_What the task requires:_ Output the material below in full, exactly as it is.

[Recorded data start]

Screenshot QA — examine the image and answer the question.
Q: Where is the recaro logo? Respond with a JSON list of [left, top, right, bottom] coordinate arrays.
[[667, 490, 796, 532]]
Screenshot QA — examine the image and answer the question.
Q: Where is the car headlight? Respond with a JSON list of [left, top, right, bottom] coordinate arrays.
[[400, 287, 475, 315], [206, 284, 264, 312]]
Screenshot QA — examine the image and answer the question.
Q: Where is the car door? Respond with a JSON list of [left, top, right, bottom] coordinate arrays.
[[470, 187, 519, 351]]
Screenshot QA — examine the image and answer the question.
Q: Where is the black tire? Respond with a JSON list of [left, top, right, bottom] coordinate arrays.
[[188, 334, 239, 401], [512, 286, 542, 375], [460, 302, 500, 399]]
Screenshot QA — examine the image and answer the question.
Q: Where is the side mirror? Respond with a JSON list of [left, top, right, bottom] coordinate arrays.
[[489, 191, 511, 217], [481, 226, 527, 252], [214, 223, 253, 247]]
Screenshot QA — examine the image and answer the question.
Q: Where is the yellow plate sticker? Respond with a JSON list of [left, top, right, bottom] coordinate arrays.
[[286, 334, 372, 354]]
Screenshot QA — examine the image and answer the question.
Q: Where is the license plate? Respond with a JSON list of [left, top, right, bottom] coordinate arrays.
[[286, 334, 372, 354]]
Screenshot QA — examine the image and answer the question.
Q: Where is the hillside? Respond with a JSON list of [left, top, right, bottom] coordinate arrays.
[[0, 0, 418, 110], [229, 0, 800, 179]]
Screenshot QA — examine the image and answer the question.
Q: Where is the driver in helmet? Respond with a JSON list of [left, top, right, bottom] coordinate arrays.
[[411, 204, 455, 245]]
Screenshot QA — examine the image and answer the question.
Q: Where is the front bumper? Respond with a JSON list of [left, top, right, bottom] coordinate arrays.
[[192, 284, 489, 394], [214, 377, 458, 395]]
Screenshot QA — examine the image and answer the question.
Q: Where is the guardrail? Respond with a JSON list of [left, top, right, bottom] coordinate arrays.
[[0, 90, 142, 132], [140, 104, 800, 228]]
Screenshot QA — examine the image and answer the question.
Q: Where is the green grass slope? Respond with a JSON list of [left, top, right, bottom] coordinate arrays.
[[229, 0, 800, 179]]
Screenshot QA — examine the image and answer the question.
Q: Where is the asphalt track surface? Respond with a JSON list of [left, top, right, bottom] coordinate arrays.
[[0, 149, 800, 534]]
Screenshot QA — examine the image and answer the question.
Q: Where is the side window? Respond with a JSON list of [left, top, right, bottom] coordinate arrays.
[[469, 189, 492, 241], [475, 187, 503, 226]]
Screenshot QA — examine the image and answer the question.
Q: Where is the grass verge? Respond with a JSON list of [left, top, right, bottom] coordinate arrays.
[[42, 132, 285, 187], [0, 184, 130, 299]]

[Recorded data end]

_Task solution:_
Screenshot QA — examine the image and answer the question.
Q: Where is the recaro logo? Respond with a JSON list of [left, top, right, bottom] coordinate arrays.
[[667, 490, 796, 532]]
Screenshot QA — examine the image and answer the question.
Q: Where is the car headlight? Respond with a JSON list of [left, top, right, bottom] coordinate arrays.
[[400, 287, 475, 315], [206, 284, 264, 312]]
Screenshot QA — examine the image and answer the question.
Q: Where is the car door? Respond with a JSON list of [left, top, right, bottom] coordinate arrays.
[[470, 187, 519, 351]]
Screenshot QA — examine the image and answer the question.
Q: Where is the black tire? Respond with a JSON list of [left, top, right, bottom] coordinate arrays.
[[188, 334, 239, 401], [512, 286, 542, 375], [460, 302, 500, 399]]
Screenshot QA — examine the image and answer the question.
Q: Where is the side mirror? Respond with a JSON list of [left, top, right, bottom] coordinate arrays.
[[489, 191, 511, 217], [481, 226, 527, 252], [214, 223, 253, 247]]
Screenshot QA — examine the image and answer the question.
Q: Where is the yellow plate sticker? Respond with a JSON list of [left, top, right, bottom] coordinate arrays.
[[286, 334, 372, 354]]
Screenshot QA — examine the image and answer the question.
Q: Where is the license plate? Respond with a JSON list of [left, top, right, bottom] coordinate arrays.
[[286, 334, 372, 354]]
Screenshot QA — examine the image and answer the question.
Q: Where is the hillside? Respond with a JSON list of [left, top, right, bottom] coordinate arrays.
[[0, 0, 418, 110], [229, 0, 800, 179]]
Screenshot QA — examine the image and answer the question.
Q: Where is the driver in helmet? Respond with a JSON list of [left, top, right, bottom] coordinate arrays.
[[411, 204, 455, 245]]
Screenshot QA — examine the image and answer the question.
Q: Where is the front bumper? Respond with a JSON list of [left, top, right, bottom] coordinate arrays.
[[192, 284, 489, 394], [214, 377, 458, 395]]
Screenshot QA — examine the image and answer the question.
Q: Where is the guardrail? Respond with a JSON list of [left, top, right, bottom] coordinate arrays.
[[0, 90, 142, 132], [140, 104, 800, 228]]
Screenshot QA — examine the image and answer the question.
Q: Where is the green grass slope? Respond with a JSON list of [left, top, right, bottom] coordinate arrays.
[[229, 0, 800, 179]]
Screenshot QA — examine the image and answer the question.
Q: Where is the asphalt track surface? Respond with a JSON list of [left, top, right, bottom] coordinate arrays.
[[0, 149, 800, 534]]
Screenshot QA — examine the image and answer the question.
Q: Where is the side window? Respond with a JSON list of [left, top, right, bottom] coordinate arrays.
[[469, 189, 492, 241], [475, 187, 503, 226]]
Screenshot QA — examine the image and answer the question.
Q: Where is the grass verge? Respond with a JSON list of [left, top, right, bottom] coordinate arrays.
[[42, 132, 285, 187], [0, 184, 130, 299]]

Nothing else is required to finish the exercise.